Segment Open
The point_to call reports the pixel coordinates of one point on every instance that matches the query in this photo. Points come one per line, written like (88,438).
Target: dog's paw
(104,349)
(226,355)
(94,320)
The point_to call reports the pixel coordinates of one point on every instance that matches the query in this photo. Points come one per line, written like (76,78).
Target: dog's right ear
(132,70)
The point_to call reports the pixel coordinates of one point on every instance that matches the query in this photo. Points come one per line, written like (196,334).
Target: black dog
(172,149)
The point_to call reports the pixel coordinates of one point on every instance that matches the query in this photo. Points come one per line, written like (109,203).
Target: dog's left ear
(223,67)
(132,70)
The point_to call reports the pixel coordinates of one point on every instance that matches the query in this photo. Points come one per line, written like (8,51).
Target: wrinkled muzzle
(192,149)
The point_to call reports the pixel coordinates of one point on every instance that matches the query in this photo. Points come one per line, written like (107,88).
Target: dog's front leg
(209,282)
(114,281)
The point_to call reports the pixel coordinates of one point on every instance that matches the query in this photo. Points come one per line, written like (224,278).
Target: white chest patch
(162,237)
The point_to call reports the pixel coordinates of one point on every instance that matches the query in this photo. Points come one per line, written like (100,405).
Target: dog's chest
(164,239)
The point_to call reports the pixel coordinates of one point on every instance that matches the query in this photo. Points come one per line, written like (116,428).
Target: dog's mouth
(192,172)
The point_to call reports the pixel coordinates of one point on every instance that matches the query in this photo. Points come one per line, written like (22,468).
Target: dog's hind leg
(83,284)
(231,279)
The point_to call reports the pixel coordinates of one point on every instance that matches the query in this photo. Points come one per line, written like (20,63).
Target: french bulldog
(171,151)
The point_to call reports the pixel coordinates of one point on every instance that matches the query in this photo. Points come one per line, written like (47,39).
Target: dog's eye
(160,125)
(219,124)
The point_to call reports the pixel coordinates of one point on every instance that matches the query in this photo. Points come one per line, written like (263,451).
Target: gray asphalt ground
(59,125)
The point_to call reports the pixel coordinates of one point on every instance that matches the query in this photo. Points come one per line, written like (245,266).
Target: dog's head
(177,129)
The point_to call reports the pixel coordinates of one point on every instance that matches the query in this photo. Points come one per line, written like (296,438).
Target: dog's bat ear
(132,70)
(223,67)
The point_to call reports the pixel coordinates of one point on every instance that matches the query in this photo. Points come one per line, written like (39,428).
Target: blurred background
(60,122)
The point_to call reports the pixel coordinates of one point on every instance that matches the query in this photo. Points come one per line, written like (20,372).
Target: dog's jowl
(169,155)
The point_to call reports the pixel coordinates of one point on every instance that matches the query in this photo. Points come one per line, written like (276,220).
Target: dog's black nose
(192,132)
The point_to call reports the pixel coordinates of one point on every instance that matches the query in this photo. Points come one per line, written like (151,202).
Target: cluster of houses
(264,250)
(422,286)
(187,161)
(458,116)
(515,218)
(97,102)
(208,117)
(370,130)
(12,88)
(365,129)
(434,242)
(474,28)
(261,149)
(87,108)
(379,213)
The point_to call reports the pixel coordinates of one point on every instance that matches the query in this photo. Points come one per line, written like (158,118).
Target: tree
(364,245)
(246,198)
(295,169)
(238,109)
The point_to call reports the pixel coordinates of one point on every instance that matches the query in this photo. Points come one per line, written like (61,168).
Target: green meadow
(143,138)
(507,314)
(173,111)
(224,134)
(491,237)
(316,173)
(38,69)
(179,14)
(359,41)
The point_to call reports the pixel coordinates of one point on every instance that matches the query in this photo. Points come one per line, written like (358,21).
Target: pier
Segment Closed
WHAT YOU NEED TO DO:
Every entry above must be copied exactly.

WORKED SOLUTION:
The point_to call reports the pixel coordinates of one point on every instance that matches the query in this photo. Points come one per line, written like (88,438).
Target: dog's paw
(104,349)
(226,355)
(94,320)
The point_to call reports the pixel coordinates of one point on every instance that matches the query in this photo. Points come one per line, written like (76,78).
Target: dog's right ear
(132,70)
The point_to call reports the pixel coordinates of one point on every instance that matches the query in this photo. Points come one per line, written like (196,334).
Target: black dog
(172,149)
The point_to call reports the pixel coordinates of one point on every instance that matches the query in this photo. Points come one per line, written like (109,203).
Target: dog's left ear
(223,67)
(132,70)
The point_to call reports the pixel coordinates of one point on every instance that matches the query in this photo. Points come one per line, written like (8,51).
Target: wrinkled muzzle
(192,149)
The point_to call reports the pixel coordinates of one point on every instance that matches the query in this photo. Points come one per line, written like (107,88).
Target: dog's front leg
(209,282)
(114,281)
The point_to call reports the pixel coordinates of one point on every instance that matches the query in this photo. Points come one per line, written like (224,278).
Target: white chest patch
(162,237)
The point_to call reports the pixel coordinates of one point on every instance that matches the query in this photo. Points come one per line, written like (100,405).
Target: dog's chest
(164,239)
The point_to call reports the pixel coordinates of one point on every instance that matches the query in this photo. Points come one per line, written like (116,428).
Target: dog's mouth
(192,172)
The point_to call reports the pixel coordinates of one point on every instance that matches the query in this photo. Points come one per line, written like (22,468).
Target: dog's hind leg
(83,284)
(231,279)
The point_to call reports the pixel coordinates of one point on every instance that matches the query in this photo. Points come one per line, written like (20,63).
Target: french bulldog
(171,151)
The point_to call reports the pixel coordinates of one point on every instance that matches the query in this photo. Points come one per line, written like (47,39).
Target: dog's eye
(160,125)
(219,124)
The point_to call reports the pixel coordinates of one point on every instance that matches the query in this photo. Points come one per line, written like (263,451).
Target: gray asphalt ground
(59,125)
The point_to call reports the pixel coordinates of one point on every instance that matches the query in this photo. Points come one per line, written like (245,266).
Target: dog's head
(177,129)
The point_to call reports the pixel coordinates of one point on every instance that matches the query in this photo. Points come one per line, written like (296,438).
Target: dog's bat ear
(132,70)
(223,67)
The point_to call reports the pixel coordinates of one point on every instance that matches the query in this photo. Points come one per line, written like (39,428).
Target: blurred background
(60,122)
The point_to call reports the pixel coordinates of one point on every instance that matches the query in this photo. Points come one per line, written like (20,372).
Target: dog's jowl
(169,155)
The point_to call reports the pixel coordinates of one point on every instance that matches the query in this photo. Points come one per line, written like (276,220).
Target: dog's black nose
(192,132)
The point_to call reports the pixel coordinates of one point on every instance that matches the query in this photo. Points come one per line, written like (151,202).
Target: cluster of houses
(264,250)
(422,286)
(187,161)
(458,116)
(515,218)
(97,102)
(208,117)
(370,130)
(12,88)
(365,129)
(434,242)
(474,28)
(261,149)
(87,108)
(379,213)
The point_to call reports the pixel coordinates of one point on every instance that matches the query in this photo. Points come one per line, written like (158,118).
Target: tree
(364,245)
(246,198)
(295,169)
(238,109)
The point_to call reports the pixel coordinates of one point on every instance that matches the query in this photo. Points come one per line, written like (61,168).
Target: green meadow
(143,138)
(507,314)
(173,111)
(224,134)
(491,237)
(316,173)
(38,69)
(179,14)
(359,41)
The point_to call reports the pixel coordinates of one point on every instance that matches the query in this photo. Points come one per line, written like (358,21).
Target: pier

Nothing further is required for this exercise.